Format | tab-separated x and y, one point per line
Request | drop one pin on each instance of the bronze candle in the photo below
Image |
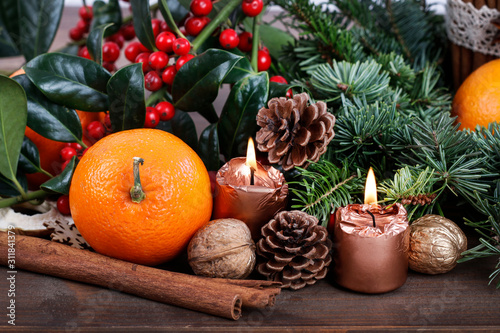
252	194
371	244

...

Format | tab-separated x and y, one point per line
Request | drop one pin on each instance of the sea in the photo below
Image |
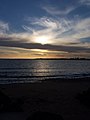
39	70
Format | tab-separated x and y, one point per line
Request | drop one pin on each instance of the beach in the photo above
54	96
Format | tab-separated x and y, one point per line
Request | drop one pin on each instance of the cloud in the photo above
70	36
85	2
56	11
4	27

[PROBLEM REQUIREMENTS] Count every line in the data that contains the word "below", then give that count and nothing else.

[SOLUTION TO THIS EXERCISE] 2